> **Text provided**
———

Clearly I am not the only one here as john_strinlai here seems to have had somewhat of the same conclusion as me.
Dang I know you care about this community so can you please talk more what you think about this in particular as well.
I understand that YC companies get preferential treatment, Fine by me. But this feels something larger to me
I have written everything that I could find in this thread from the same post being shown here 3 days ago in anywhere.ai link to now changing to github to skirt off HN rule that same link can't be posted in short period of time and everything.
This feels somewhat intentional just like the spam issue, I hope you understand what I mean.
(If you also feel suspicious, Can you then do a basic analysis/investigiation with all of these suspicious points in mind and everything please as well and upload the results in an anonymous way if possible?)
I wish you to have a nice day and waiting for your thoughts on all of this.
If https://news.ycombinator.com/item?id=47327129 and https://news.ycombinator.com/item?id=47328465 don't answer your questions, can you maybe try picking the most important question and making it as specific as you can? Then I can take a crack at that and we can go from there.
iharnoor 1 karma, 1 comment, in this thread.
two posts pointing out their extremely unethical spam behavior both shot down to the very bottom of the post. apparently suspicious voting behavior.
what the hell is going on?
I was gonna comment about this guy and iharnoor which is 7 month old account who literally only said "lets go" here
This sort of makes me even more suspicious john especially iharnoor
I wasn't responding because I was making archive link of all of this so that even messages deleted can have some basis of confirmation.

———

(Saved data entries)
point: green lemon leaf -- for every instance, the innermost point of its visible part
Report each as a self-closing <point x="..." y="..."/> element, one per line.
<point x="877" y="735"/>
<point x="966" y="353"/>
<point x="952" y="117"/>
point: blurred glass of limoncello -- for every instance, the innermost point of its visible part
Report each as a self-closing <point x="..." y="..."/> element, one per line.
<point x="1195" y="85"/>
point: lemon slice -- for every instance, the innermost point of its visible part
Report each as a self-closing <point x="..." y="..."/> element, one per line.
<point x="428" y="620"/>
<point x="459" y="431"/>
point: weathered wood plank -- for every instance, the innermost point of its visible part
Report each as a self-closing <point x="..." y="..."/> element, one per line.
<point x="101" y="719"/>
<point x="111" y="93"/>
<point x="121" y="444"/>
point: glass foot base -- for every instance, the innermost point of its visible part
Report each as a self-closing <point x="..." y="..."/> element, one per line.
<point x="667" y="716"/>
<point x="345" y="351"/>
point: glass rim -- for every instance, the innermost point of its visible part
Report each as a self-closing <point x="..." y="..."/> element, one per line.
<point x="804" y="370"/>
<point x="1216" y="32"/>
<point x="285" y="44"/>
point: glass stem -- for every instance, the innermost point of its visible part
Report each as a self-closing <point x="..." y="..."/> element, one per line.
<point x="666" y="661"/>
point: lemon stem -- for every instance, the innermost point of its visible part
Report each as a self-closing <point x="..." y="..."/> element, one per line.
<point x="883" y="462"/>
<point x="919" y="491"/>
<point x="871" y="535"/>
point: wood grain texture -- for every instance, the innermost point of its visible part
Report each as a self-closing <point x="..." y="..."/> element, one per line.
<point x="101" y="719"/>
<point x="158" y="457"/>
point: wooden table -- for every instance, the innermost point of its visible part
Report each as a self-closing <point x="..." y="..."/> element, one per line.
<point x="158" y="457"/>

———

> **Directions**
In the forum comments, what does the writer say they were doing instead of responding?

> **Problem solution**
They were making archive links of everything so that even deleted messages would have some basis of confirmation.